PASSAGE.
•••

I've always found beauty in decay.
To me,
decay shows the strength of time, the inevitability of the past-tense.
It's not a morbid fascination, though it may seem so on the surface. In
fact, the interest has just the opposite effect. Seeing so many
"were's"
scattered among so many "are's" gives me a hopeless case of
Short-Timers
Disease, and in turn, permission to "sit back, relax, and enjoy the
flight."
The "were's" and "are's"
of Riley are most obvious in a front view of the old stone schoolhouse
there. You can't help but notice how the architecture of the building
echoes
the mountain behind. The arrangement makes you wonder which one arrived
on the scene first. Their shapes alone seem to be holding up the two
structures,
each dependent on the other for the delicate balance that has kept them
standing for many, many years. The school builders must have done this
intentionally, shaping their building to the surrounding landscape,
thereby
making both stronger.
It's working. Riley has been
around for over
a hundred years. It started as a ranching settlement and was originally
known as Santa Rita (not to be confused with the now-vanished
settlement
of Santa Rita in Grant County, the current site of an open copper pit).
It probably doesn't hurt that the town's namesake was a pretty tough
person
herself. After a twenty-year marriage to a violent man, Rita joined a
convent. While praying one day, she
asked that she be allowed to suffer as Christ had. At that moment, the
thorns on the crucifix she had been praying to struck her in the
forehead,
creating a deep wound that never healed. She died on May 22, 1457.
Every
May 22, her Feast Day, a priest leads mass in the Santa Rita Church in
Riley.
Whether it's the beauty of the
land, the strength
of the architecture, or the toughness of the town's original namesake,
something gives Riley "presence." How else to describe the feeling
that the old stone school building is "proud"? How else to explain
the belief that if the building should ever fall, the mountain behind
would
come down too? And how else to explain to the folks at the photography
shop why time after time, roll after roll, picture after picture, my
photographs
of decay and neglect never fail to make me smile?

•••

[Records from a data source]
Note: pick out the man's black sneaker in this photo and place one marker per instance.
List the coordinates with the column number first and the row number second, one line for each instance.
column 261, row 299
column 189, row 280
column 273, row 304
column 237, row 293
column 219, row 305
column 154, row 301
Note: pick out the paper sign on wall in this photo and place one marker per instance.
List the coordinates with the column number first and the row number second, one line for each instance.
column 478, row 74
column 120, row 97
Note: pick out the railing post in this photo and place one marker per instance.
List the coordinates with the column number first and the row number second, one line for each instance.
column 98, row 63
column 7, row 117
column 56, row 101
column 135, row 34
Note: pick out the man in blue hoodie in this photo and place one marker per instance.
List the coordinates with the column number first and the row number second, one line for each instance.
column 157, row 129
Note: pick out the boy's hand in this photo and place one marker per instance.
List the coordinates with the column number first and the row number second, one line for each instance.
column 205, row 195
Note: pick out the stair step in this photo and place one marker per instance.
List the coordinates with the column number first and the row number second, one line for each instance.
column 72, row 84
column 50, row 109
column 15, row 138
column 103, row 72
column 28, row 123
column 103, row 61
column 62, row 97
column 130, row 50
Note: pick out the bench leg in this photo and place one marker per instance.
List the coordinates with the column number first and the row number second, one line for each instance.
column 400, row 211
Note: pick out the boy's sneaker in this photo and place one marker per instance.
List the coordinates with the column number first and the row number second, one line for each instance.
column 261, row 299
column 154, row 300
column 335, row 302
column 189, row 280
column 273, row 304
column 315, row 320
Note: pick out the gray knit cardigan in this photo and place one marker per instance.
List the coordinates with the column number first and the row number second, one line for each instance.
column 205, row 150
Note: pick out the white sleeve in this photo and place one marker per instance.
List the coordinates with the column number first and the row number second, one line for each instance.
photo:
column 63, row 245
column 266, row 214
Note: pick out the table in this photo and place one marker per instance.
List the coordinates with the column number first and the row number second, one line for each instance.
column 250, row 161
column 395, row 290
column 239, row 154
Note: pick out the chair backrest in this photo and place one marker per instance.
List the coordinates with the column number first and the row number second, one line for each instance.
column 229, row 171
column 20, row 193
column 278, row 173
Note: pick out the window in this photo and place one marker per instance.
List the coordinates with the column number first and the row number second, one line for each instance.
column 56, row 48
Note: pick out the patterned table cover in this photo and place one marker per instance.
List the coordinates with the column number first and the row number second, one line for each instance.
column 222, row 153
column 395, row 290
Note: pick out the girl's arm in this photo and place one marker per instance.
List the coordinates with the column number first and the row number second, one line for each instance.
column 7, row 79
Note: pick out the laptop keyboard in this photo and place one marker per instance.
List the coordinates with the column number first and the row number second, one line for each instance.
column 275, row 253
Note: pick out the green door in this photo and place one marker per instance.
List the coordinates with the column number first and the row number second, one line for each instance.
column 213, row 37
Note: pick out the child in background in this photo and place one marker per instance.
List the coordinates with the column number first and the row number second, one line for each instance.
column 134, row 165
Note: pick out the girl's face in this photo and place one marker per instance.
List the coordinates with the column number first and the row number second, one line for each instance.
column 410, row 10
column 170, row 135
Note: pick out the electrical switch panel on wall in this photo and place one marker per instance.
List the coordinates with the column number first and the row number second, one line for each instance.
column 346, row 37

•••

INSTRUCTIONS TO FOLLOW.
Answer these from the passage about Riley above:
(a) What was Riley first called?
(b) On what date did Rita die?
(c) What does the architecture of the old stone schoolhouse echo?

WRITTEN SOLUTION.
(a) Santa Rita
(b) May 22, 1457
(c) The mountain behind it